[Start RECORDS SUPPLIED]

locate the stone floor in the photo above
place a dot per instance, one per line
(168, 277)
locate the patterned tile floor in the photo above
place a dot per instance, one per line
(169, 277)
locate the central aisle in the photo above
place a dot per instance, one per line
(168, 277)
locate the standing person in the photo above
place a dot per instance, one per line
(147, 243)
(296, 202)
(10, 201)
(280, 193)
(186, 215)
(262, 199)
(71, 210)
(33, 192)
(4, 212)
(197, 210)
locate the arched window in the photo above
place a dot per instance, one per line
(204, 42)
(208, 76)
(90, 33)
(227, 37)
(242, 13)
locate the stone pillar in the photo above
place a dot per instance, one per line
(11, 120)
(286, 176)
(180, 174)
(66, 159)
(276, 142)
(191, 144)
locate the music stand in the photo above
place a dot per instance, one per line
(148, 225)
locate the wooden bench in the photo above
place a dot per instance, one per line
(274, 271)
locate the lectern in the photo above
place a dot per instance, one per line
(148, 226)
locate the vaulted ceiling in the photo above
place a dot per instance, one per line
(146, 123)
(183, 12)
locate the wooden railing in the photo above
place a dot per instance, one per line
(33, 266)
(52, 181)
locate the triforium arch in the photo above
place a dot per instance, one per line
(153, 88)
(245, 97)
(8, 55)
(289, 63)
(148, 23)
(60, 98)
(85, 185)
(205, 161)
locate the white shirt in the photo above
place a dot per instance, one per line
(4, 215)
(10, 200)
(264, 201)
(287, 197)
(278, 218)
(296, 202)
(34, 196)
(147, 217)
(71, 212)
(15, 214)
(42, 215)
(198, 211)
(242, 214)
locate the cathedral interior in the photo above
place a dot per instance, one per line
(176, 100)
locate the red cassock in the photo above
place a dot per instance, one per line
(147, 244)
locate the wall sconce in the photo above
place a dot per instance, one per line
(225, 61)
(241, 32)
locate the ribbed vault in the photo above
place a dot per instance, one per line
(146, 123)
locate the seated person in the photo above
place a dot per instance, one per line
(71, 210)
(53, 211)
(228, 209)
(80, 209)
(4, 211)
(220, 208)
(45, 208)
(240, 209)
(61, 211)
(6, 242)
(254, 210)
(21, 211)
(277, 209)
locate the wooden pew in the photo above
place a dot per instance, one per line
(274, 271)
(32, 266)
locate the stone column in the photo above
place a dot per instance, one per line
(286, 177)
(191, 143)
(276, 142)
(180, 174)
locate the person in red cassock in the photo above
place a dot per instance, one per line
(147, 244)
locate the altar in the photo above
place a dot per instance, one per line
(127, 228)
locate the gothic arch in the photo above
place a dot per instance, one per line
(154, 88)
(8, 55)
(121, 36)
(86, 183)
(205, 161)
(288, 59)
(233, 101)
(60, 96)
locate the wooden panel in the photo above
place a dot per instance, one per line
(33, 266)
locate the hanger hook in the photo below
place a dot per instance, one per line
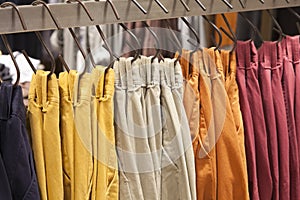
(8, 4)
(232, 36)
(185, 5)
(277, 25)
(228, 25)
(227, 4)
(113, 7)
(83, 6)
(194, 33)
(111, 54)
(294, 13)
(242, 3)
(138, 50)
(201, 5)
(139, 6)
(254, 28)
(45, 5)
(53, 66)
(7, 46)
(156, 40)
(216, 29)
(162, 6)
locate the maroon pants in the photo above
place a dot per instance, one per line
(281, 122)
(268, 60)
(260, 180)
(288, 86)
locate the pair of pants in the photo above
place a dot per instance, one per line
(229, 70)
(105, 173)
(43, 112)
(76, 138)
(153, 141)
(136, 166)
(268, 60)
(288, 87)
(191, 94)
(177, 146)
(17, 165)
(231, 173)
(259, 174)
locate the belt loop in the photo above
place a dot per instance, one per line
(41, 86)
(6, 99)
(129, 67)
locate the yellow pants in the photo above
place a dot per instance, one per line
(106, 179)
(43, 113)
(76, 138)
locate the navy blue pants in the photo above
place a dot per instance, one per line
(15, 148)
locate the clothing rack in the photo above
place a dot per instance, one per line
(73, 15)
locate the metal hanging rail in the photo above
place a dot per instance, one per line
(72, 15)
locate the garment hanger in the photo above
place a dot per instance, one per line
(45, 5)
(194, 33)
(292, 11)
(99, 28)
(14, 6)
(227, 4)
(75, 37)
(277, 25)
(185, 5)
(201, 5)
(162, 6)
(254, 30)
(174, 39)
(297, 17)
(157, 48)
(231, 36)
(52, 59)
(139, 6)
(83, 6)
(139, 46)
(7, 46)
(113, 8)
(216, 29)
(6, 43)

[End RECORDS SUPPLIED]

TASK DETAILS = Reproduce only the lines from the line containing "locate the yellow pants in the photo above" to the last line of the material above, both of those lines included.

RESULT BELOW =
locate the yellow pants in the photo above
place a dot per instance, one per line
(106, 179)
(43, 113)
(76, 138)
locate the navy blue pants in the photo above
place a dot per instance, one per line
(15, 148)
locate the clothing rack in the photo above
place a dot per instance, one per line
(73, 15)
locate the metal hanging rail in the photo above
place a dot per instance, one per line
(72, 15)
locate the garment hanger in the photo above
place a dot per instance, one per line
(45, 5)
(194, 33)
(292, 11)
(99, 28)
(14, 6)
(227, 4)
(75, 37)
(277, 25)
(185, 5)
(201, 5)
(162, 6)
(254, 30)
(174, 39)
(297, 17)
(157, 48)
(231, 36)
(52, 59)
(139, 6)
(83, 6)
(139, 46)
(7, 46)
(113, 8)
(216, 29)
(6, 43)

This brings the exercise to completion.